* **WORK TO COMPLETE**
Starting at the line below that contains "the dark gray", print each line through the end of the records exactly as it appears.

------------------------------------------------

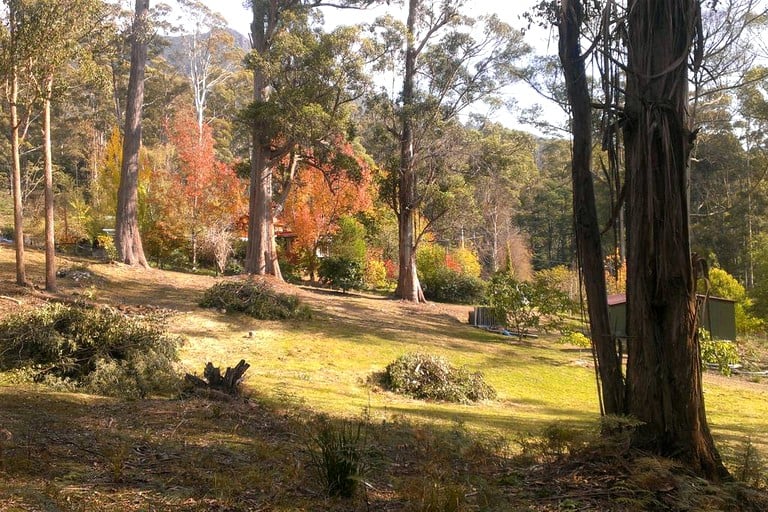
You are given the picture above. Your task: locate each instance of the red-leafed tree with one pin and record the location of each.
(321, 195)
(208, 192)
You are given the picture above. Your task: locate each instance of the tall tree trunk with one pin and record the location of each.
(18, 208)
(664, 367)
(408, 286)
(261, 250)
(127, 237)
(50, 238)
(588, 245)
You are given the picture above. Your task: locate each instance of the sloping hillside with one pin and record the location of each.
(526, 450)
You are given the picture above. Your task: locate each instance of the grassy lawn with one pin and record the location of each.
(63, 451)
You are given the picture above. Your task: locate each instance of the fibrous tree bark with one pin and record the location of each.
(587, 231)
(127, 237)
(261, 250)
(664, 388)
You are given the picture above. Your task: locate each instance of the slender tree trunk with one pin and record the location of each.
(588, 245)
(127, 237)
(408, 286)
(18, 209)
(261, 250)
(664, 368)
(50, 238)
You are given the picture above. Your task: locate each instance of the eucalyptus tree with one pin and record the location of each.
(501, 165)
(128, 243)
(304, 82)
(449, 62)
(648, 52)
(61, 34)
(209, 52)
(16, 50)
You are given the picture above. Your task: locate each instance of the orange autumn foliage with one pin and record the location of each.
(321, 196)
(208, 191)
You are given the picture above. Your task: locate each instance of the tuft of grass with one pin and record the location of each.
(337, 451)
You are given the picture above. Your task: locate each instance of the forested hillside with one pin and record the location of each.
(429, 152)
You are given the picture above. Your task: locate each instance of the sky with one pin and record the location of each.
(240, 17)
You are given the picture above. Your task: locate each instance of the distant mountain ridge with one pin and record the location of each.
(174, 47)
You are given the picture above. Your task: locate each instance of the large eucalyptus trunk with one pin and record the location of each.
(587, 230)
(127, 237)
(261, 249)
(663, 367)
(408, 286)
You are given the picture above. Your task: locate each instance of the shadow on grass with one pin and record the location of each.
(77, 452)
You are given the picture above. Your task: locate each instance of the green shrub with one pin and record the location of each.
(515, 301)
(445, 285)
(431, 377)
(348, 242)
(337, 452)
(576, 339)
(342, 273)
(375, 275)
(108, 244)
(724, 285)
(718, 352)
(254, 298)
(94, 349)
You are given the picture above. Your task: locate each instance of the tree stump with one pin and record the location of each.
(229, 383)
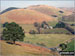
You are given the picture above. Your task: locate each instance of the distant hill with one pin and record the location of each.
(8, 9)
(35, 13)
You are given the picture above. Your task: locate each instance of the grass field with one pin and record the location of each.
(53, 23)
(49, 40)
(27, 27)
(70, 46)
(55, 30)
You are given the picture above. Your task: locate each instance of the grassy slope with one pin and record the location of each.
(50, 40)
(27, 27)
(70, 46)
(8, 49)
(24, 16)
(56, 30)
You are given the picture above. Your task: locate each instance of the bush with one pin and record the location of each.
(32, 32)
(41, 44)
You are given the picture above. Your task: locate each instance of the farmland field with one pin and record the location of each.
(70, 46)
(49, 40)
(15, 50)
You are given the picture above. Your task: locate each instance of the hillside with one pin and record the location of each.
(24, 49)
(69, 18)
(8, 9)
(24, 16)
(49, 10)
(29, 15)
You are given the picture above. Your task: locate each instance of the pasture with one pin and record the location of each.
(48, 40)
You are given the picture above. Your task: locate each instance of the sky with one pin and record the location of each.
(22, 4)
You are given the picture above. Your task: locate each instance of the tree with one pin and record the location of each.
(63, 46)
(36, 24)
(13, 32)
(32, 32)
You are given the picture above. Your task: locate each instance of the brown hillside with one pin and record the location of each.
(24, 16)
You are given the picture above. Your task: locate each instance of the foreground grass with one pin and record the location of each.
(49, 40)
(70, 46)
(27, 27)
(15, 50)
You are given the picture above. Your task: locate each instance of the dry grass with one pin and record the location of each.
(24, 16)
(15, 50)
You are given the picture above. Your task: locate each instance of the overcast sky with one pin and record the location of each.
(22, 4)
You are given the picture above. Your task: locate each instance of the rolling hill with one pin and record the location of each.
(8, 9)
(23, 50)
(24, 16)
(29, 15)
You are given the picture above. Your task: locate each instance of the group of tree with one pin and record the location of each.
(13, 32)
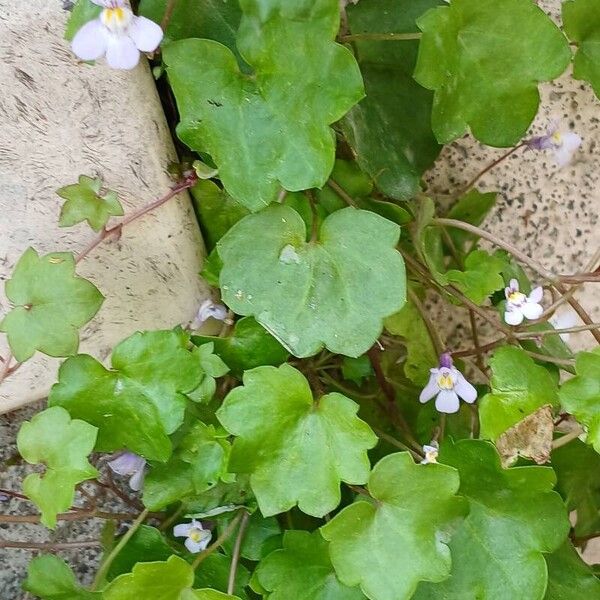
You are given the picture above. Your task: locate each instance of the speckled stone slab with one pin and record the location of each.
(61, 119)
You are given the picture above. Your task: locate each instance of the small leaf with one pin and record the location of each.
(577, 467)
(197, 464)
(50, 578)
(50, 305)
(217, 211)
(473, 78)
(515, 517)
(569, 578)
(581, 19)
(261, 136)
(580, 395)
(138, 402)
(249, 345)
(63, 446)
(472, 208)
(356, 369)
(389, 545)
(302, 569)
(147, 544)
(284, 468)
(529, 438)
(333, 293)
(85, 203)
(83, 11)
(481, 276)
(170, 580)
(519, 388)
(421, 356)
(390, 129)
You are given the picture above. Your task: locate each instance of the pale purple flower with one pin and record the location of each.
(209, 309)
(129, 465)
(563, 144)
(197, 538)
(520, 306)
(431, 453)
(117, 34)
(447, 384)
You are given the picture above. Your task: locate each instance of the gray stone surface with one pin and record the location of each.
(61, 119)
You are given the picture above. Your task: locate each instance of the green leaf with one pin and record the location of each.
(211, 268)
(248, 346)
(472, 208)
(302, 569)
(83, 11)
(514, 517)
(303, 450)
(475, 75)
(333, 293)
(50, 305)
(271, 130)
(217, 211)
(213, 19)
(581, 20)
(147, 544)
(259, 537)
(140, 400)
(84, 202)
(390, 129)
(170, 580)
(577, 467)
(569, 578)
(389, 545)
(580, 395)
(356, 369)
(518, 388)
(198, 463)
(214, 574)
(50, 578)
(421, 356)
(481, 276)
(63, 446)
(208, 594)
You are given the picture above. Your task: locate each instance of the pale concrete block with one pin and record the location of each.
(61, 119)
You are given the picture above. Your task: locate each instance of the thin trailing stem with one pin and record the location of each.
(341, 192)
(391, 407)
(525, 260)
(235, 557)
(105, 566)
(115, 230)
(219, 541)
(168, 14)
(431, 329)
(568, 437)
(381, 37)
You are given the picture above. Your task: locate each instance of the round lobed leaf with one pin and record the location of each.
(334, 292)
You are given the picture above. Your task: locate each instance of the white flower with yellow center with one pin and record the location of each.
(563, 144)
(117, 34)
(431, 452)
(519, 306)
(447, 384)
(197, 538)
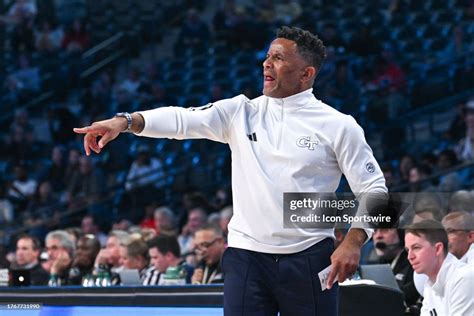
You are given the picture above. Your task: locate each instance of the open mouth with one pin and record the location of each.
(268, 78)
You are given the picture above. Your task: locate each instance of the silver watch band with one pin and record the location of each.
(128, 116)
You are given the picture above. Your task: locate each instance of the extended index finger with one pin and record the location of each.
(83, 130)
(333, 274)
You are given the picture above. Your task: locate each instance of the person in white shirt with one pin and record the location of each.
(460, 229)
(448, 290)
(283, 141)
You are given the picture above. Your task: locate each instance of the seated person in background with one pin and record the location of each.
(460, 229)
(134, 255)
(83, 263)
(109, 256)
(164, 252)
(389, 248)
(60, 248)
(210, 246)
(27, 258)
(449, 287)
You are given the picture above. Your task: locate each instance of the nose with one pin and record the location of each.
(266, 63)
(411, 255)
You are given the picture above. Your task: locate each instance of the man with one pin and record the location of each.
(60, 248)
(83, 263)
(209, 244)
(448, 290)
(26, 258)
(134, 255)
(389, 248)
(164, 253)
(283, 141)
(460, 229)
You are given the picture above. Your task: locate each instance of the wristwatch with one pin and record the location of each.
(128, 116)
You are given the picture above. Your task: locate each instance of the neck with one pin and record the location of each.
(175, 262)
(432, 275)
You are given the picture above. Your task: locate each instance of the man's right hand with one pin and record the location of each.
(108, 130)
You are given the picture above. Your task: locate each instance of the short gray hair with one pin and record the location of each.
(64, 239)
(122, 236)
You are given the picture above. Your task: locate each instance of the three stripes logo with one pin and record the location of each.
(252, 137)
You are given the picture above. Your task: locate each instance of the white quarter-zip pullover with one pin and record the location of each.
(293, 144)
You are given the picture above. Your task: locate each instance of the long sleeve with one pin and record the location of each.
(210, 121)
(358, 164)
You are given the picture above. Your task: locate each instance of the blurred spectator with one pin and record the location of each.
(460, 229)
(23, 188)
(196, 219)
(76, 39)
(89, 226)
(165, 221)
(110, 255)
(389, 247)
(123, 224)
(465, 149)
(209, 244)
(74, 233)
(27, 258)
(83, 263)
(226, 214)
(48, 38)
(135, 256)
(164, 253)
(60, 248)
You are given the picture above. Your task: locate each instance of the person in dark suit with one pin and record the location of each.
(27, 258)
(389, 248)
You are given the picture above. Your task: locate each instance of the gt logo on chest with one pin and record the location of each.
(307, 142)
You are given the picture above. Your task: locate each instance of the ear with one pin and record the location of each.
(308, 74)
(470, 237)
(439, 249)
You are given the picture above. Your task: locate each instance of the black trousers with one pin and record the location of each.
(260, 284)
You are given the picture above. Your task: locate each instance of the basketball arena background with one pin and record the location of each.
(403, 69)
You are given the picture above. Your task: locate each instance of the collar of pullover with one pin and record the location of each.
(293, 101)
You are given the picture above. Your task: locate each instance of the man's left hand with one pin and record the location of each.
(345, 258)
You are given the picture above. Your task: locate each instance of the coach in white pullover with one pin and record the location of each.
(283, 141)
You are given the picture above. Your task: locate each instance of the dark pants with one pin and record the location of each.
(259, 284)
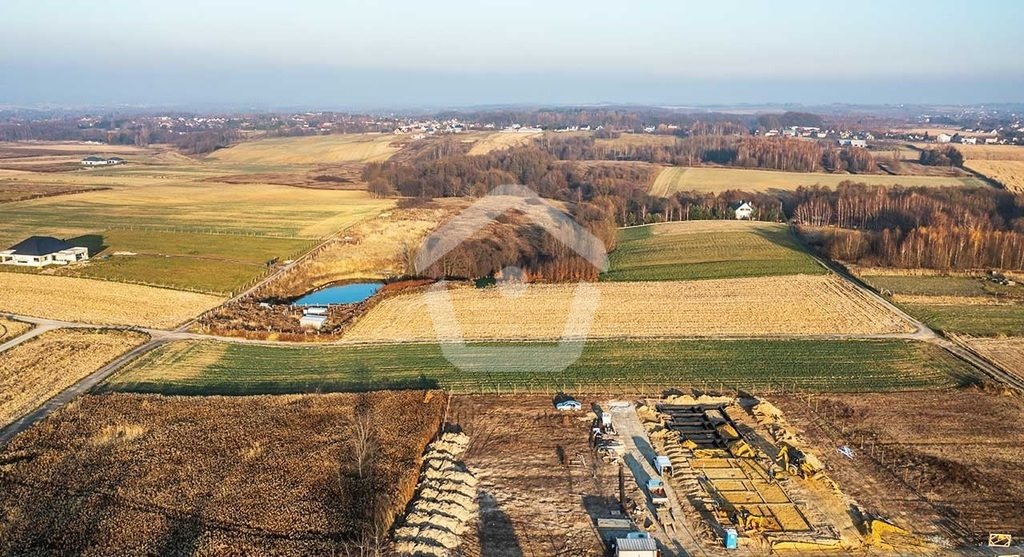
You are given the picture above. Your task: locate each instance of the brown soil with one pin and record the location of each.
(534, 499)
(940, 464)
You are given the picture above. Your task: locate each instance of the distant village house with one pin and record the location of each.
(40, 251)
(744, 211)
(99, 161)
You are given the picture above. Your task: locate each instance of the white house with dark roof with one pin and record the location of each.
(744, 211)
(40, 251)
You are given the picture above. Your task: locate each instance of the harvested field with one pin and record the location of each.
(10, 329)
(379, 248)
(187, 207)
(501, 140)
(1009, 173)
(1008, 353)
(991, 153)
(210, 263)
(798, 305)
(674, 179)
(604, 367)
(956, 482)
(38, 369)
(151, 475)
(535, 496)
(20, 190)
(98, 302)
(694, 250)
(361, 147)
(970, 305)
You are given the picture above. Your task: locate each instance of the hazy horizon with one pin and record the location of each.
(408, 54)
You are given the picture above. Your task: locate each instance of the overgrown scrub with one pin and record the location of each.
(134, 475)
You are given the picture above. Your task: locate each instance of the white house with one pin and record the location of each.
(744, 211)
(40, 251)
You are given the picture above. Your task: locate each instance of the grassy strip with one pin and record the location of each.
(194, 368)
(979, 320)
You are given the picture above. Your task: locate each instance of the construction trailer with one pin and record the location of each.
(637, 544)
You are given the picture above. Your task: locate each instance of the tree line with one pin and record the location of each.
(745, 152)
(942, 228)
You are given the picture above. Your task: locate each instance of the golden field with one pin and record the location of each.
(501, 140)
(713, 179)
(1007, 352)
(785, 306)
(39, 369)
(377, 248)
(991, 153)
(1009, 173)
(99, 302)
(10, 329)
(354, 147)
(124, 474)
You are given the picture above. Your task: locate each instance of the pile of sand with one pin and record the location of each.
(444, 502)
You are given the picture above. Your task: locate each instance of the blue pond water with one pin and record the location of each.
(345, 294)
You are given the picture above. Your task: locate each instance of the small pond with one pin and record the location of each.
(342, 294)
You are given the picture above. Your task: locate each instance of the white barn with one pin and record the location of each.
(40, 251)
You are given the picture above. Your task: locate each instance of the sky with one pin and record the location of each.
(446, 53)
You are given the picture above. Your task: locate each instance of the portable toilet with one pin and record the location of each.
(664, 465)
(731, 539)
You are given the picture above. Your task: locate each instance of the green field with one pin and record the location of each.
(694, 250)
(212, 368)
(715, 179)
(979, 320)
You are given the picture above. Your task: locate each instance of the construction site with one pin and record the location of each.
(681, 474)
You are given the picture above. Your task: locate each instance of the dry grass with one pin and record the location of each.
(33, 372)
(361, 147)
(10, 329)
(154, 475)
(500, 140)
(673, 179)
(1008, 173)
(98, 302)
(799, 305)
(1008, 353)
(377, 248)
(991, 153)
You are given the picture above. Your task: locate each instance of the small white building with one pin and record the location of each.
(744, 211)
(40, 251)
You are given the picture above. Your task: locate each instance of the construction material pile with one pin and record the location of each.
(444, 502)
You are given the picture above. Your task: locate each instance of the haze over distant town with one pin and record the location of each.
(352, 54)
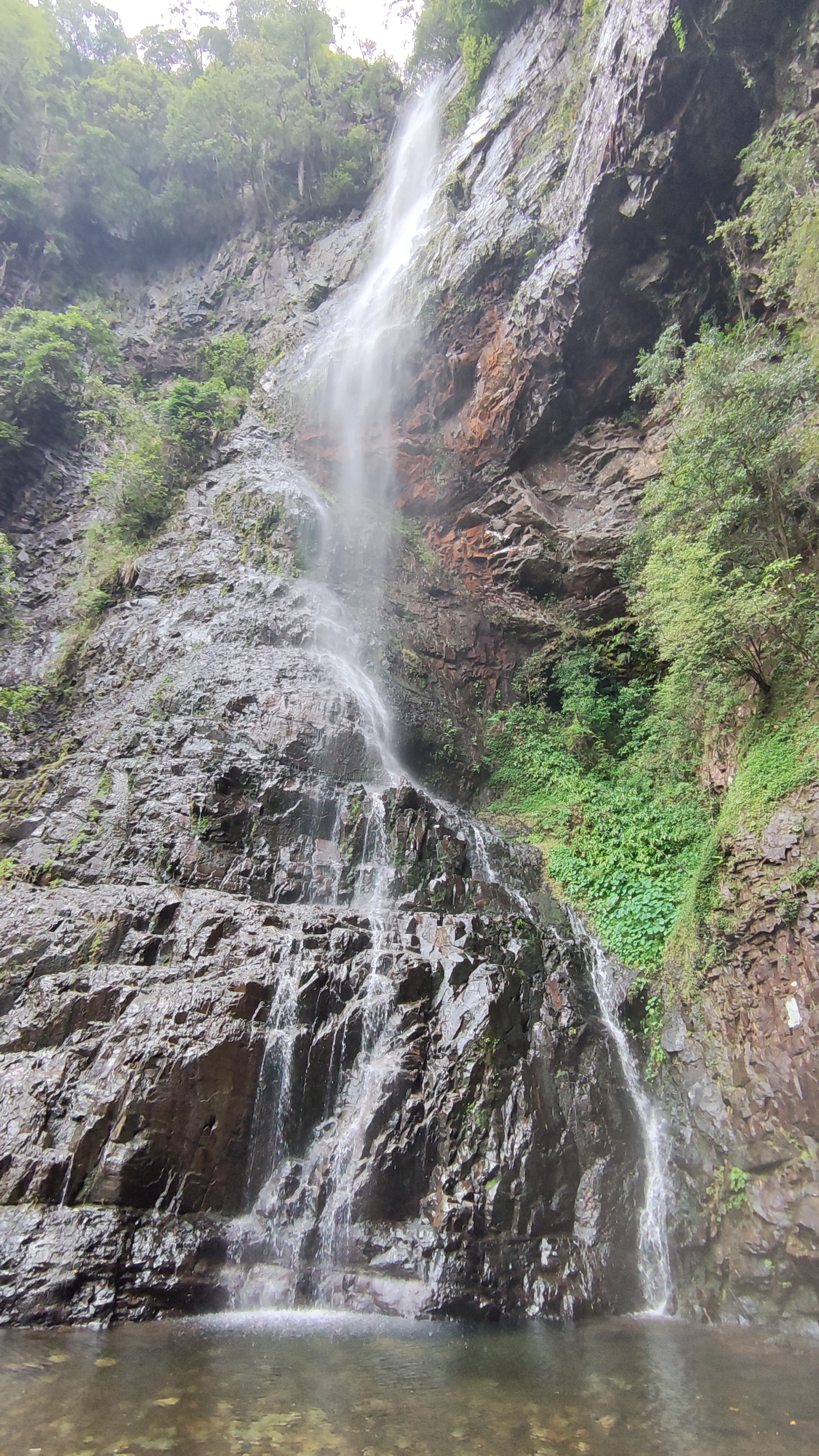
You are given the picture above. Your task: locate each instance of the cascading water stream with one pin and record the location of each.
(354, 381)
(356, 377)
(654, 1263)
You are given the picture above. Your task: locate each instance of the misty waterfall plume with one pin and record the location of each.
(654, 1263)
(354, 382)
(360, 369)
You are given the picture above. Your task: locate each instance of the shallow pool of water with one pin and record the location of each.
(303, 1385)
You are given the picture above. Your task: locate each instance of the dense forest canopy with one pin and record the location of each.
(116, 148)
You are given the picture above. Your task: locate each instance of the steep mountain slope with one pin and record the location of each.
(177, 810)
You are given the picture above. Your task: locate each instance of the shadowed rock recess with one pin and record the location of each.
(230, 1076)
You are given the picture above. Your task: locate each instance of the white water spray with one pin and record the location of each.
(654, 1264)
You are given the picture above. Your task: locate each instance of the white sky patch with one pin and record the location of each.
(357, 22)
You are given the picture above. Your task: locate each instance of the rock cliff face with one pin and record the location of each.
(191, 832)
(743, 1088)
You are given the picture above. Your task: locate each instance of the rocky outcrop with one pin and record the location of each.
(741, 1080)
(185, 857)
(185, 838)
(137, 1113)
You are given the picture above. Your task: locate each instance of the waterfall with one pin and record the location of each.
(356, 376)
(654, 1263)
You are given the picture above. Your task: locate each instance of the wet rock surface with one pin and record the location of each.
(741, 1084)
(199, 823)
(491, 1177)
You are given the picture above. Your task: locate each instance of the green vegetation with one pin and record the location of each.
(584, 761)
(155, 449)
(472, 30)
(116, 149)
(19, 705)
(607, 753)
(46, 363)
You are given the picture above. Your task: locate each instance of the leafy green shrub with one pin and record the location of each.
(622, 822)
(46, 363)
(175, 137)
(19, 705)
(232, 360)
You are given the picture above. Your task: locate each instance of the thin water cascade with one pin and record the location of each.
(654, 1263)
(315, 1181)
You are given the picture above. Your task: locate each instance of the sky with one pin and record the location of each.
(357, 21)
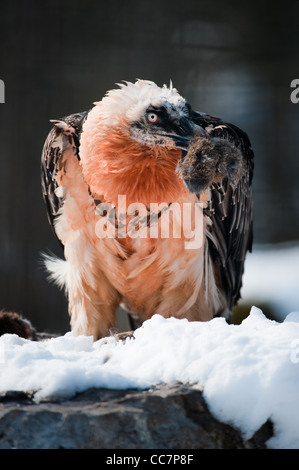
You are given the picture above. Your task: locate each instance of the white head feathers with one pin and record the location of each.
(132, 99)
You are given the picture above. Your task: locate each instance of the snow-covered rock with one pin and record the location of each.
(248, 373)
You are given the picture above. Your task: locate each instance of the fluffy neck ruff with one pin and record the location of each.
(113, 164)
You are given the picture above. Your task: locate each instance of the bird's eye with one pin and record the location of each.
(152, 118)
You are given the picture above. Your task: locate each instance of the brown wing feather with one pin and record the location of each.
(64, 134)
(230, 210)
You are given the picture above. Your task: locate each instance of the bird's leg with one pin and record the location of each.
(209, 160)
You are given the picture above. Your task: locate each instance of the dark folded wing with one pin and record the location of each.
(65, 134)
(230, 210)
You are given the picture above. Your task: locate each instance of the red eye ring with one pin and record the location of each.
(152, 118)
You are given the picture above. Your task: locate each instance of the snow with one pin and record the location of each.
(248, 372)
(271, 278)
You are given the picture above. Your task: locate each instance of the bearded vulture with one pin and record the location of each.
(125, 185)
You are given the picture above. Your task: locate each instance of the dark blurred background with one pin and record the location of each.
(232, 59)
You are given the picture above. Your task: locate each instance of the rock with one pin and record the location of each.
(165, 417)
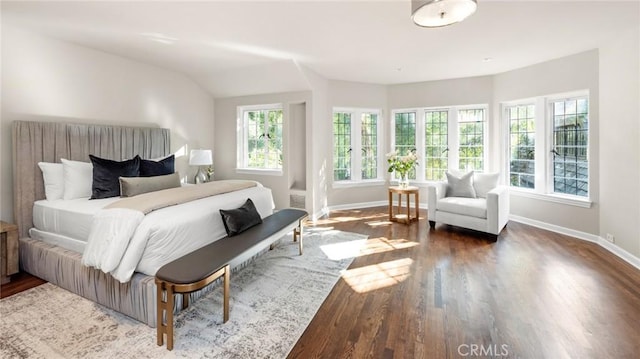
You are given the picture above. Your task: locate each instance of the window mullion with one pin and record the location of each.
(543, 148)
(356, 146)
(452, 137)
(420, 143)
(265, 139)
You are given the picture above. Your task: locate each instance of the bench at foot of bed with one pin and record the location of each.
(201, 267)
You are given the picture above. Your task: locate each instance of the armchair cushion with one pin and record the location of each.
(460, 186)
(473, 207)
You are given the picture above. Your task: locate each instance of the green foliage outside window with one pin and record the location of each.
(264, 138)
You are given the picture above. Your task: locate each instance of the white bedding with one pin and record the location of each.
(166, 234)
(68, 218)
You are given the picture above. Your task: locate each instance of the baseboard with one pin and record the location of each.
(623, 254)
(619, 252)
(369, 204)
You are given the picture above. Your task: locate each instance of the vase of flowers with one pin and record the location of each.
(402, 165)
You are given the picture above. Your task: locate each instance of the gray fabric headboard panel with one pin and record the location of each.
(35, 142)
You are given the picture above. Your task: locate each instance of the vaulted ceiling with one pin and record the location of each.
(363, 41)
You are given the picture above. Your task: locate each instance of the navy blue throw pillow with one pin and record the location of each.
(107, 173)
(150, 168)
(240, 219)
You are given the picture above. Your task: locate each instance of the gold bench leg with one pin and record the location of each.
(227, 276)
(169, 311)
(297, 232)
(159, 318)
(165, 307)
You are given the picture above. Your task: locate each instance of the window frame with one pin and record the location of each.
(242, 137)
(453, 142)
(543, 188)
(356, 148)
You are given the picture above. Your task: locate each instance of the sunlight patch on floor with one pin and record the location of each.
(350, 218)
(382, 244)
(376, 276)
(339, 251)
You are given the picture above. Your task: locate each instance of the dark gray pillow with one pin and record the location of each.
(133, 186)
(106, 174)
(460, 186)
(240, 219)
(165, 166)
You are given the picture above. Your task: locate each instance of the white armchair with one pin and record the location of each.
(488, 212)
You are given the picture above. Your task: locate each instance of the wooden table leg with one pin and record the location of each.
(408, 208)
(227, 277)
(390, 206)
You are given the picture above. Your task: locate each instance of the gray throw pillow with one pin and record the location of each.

------------------------------------------------

* **PROBLEM SOLUTION**
You are given the picture above. Your task: locate each instance of the dark gray pillow with one pin and record the location of each.
(133, 186)
(106, 174)
(460, 186)
(240, 219)
(165, 166)
You are given the picture above. Your task: locate each instance of the white armchair with one pin and record the location of each.
(488, 212)
You are given the picture above. Your task: locate each instance of the wooden table leg with one pin and record the location of each.
(408, 208)
(227, 277)
(390, 206)
You are given the picture above. Your task: locate each instance of the gray throw pillow with one pin and record the location of each.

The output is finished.